+++ Records provided +++

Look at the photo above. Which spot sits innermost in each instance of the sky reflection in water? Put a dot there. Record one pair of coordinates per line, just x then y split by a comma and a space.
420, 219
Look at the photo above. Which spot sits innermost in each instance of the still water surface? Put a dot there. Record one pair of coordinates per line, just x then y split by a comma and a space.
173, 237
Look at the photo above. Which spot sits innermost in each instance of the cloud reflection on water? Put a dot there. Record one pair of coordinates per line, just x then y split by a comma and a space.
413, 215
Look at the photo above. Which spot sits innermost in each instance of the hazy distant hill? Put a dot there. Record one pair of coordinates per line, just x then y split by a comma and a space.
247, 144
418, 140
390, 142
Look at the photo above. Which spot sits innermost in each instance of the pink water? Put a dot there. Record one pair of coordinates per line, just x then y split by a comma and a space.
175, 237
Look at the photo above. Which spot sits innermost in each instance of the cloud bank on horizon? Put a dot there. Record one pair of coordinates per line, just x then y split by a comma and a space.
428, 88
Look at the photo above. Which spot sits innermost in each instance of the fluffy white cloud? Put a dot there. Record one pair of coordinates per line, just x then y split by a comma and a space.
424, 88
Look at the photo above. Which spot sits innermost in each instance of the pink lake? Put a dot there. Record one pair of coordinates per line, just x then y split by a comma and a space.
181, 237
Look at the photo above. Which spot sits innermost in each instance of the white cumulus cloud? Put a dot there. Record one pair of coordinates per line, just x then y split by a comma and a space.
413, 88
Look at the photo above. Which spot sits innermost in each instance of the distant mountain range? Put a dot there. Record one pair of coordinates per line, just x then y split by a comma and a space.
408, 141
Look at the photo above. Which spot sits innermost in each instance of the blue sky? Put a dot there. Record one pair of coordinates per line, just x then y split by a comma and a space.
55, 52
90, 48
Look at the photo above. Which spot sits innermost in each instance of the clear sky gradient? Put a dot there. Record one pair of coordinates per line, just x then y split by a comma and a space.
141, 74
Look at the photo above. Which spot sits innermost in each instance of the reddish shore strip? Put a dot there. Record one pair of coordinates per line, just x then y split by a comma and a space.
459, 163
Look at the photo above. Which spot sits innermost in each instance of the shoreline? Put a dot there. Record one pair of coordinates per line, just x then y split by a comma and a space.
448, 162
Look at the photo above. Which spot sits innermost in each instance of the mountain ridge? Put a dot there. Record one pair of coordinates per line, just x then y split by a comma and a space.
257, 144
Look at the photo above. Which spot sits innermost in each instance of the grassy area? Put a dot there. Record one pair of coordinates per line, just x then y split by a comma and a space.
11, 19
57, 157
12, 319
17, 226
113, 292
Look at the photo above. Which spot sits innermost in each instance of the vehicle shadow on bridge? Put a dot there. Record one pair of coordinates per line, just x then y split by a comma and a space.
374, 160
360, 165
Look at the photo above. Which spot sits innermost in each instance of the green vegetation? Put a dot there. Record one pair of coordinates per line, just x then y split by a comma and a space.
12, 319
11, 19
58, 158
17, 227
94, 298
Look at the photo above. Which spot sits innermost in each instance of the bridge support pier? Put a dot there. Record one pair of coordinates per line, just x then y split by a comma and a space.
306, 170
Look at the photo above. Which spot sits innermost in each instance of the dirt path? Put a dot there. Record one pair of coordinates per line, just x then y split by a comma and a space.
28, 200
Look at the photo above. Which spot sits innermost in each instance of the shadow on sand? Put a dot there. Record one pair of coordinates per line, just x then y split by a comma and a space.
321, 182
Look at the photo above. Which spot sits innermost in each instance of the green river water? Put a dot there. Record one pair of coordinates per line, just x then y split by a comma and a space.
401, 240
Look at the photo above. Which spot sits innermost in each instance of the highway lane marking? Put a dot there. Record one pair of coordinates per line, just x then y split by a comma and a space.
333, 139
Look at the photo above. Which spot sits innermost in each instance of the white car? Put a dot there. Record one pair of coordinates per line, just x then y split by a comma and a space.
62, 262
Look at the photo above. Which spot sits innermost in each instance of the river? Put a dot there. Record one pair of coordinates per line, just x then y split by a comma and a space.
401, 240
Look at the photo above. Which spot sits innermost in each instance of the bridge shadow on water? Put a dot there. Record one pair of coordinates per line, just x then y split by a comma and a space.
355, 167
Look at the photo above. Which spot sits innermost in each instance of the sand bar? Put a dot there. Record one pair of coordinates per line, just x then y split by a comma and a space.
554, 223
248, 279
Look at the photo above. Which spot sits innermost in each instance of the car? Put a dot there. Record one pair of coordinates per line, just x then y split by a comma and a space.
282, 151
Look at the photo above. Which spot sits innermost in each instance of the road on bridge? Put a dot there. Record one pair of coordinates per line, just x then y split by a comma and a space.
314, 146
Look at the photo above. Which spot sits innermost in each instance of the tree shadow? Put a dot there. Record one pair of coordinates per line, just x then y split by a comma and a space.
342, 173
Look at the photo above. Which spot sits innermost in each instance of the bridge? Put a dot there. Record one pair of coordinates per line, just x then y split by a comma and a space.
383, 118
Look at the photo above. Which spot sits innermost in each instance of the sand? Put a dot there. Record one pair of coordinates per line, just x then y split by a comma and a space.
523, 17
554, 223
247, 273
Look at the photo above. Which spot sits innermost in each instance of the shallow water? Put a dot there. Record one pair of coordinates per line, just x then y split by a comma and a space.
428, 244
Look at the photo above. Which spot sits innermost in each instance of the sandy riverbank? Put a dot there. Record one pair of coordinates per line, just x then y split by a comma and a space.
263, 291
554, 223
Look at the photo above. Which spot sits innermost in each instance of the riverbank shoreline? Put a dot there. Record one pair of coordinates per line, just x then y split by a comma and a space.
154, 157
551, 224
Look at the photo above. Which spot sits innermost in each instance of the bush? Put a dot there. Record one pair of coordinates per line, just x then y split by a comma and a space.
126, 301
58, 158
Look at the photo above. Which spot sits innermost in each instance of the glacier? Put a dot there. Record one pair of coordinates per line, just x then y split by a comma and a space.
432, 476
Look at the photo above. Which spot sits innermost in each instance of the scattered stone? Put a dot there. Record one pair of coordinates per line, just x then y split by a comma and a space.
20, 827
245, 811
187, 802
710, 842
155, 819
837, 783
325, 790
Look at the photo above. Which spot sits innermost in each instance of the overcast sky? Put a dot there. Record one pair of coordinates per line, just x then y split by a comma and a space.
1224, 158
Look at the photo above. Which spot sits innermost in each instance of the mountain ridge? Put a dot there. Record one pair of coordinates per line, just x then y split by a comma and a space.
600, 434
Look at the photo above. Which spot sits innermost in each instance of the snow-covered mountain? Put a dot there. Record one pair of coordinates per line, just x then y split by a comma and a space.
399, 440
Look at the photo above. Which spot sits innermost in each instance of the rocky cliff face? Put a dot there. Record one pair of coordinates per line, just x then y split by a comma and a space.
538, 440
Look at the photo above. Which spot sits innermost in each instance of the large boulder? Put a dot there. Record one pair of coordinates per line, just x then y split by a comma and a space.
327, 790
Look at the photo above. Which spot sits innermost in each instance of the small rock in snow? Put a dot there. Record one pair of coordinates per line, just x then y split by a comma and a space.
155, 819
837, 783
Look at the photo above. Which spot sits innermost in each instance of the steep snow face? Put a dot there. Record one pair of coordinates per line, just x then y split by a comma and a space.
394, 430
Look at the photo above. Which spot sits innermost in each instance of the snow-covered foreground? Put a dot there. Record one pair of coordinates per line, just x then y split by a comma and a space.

+++

• **What is asked**
Write out again the stretch of the listing from the line containing "of the steep" through the end of the listing, keeping every line and shifting each coordinate by adding 102 to it.

• **Result for this task**
Look at the photo above. Which spot sits innermost in each instance of the steep snow face? Put a dot there. Record one pair of coordinates per line, just x then y split by a comma and a space.
496, 532
Look at the photo above. Which spot sits innermost in each instance of the snow-covered foreground? Put a dot there. Record one pair of coordinates per line, just x then y split by a comma and a space.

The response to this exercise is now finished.